Where the word "green" appears in a line below, copy the whole line.

■ Dataset entries:
++++++++++++++++++++

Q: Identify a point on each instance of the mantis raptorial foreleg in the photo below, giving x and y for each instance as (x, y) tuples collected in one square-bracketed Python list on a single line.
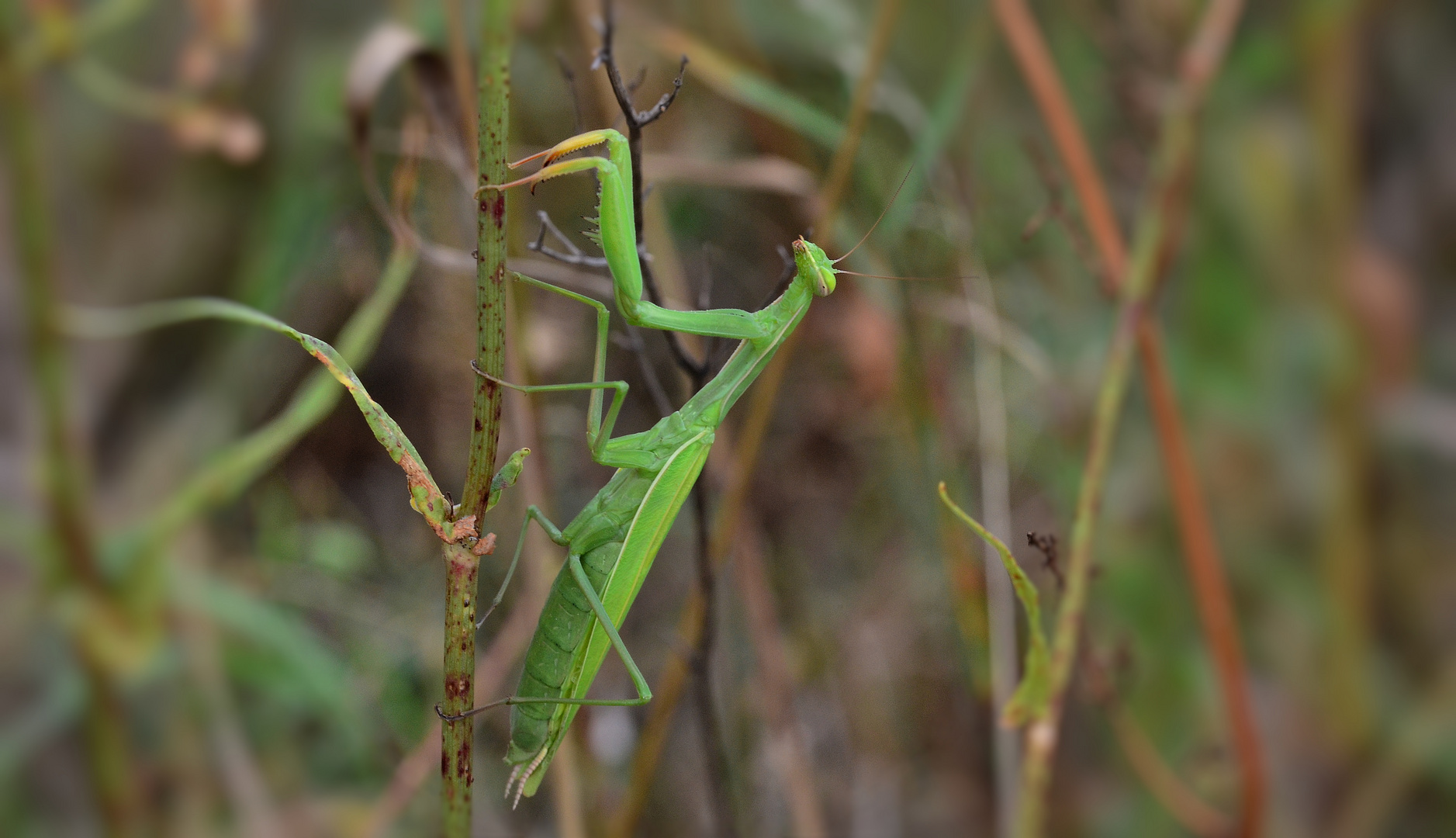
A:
[(617, 238)]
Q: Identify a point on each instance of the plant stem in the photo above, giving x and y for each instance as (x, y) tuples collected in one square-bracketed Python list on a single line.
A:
[(64, 484), (489, 355), (455, 757), (1200, 63), (489, 279)]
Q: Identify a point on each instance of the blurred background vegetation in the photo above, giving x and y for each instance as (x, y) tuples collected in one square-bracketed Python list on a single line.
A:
[(264, 660)]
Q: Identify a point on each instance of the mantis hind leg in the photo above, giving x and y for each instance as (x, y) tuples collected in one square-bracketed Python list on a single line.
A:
[(552, 532)]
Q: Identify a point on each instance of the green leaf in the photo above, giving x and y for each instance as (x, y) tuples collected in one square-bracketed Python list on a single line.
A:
[(424, 496), (316, 670), (1029, 700)]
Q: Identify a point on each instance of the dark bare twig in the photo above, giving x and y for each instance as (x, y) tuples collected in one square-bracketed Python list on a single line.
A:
[(1047, 544), (698, 372), (635, 119)]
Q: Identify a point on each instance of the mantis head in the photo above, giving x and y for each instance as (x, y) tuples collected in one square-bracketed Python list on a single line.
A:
[(814, 267)]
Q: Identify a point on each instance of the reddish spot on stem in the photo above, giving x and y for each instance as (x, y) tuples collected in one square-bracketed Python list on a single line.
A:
[(458, 687), (463, 761)]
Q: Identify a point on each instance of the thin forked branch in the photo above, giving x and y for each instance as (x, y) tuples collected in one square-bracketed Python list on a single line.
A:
[(1157, 229)]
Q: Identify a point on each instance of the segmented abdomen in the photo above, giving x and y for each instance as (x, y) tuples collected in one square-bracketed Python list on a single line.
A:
[(564, 624)]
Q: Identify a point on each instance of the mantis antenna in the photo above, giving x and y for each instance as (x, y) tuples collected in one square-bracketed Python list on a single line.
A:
[(863, 239), (877, 220)]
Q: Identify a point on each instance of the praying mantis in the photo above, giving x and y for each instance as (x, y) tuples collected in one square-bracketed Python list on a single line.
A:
[(612, 542)]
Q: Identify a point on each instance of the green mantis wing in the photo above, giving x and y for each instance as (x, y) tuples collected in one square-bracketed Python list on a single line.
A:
[(645, 535)]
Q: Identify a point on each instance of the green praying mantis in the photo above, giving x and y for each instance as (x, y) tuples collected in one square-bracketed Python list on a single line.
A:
[(612, 542)]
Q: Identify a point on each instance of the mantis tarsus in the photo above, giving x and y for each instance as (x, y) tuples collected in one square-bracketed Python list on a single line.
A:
[(612, 542)]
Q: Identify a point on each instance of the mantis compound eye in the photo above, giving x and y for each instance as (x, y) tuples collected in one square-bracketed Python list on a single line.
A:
[(825, 285)]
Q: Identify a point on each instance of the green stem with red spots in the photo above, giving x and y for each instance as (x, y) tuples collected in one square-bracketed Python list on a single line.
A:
[(489, 356), (455, 754)]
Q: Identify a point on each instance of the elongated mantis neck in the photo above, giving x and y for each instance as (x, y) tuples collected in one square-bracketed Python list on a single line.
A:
[(780, 320)]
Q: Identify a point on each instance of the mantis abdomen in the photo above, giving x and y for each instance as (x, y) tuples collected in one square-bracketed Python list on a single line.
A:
[(564, 624)]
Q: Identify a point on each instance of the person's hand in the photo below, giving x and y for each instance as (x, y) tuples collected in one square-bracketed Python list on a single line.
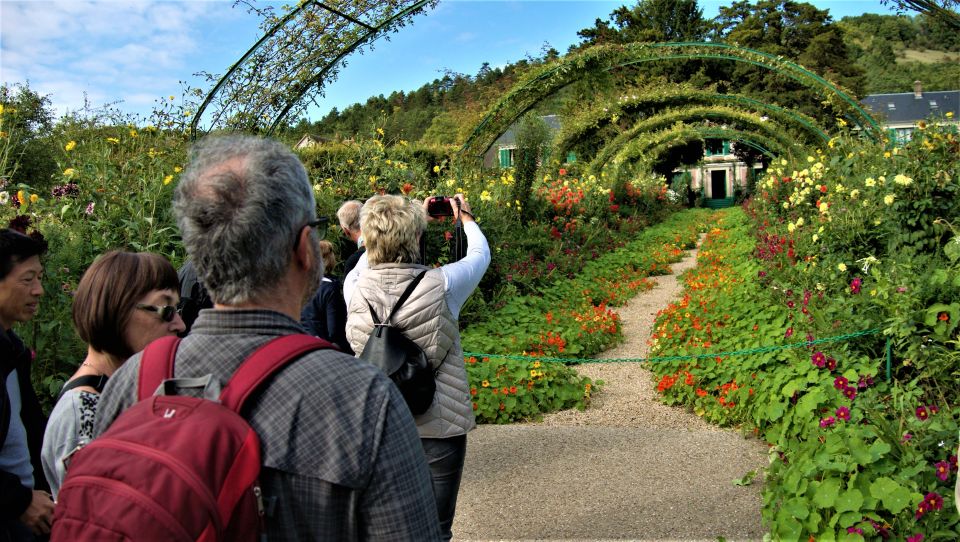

++++++++++++++++++++

■ Task response:
Q: Identify a point on each instance of the green leaf in the photo above, giving x and y for each instance as (x, y) tuples collected in one square-bracketed Python list on a single line.
Q: Identify a point on each instance of the green mantis wing in the photo above, giving x and y for each instance as (x, y) tuples collected in one square-bracketed Python list on a single line.
Q: Identify a point on each instance of the green praying mantis in the photo above, giving x and y for each instance as (x, y) tuples collected in one square-bracketed Python list on a single line.
Q: Identify a point on each instance of the green stem with red spots in the photo above, giving x and y for each instance as (x, y) tuples collected in one square-bracketed Python list on a single line.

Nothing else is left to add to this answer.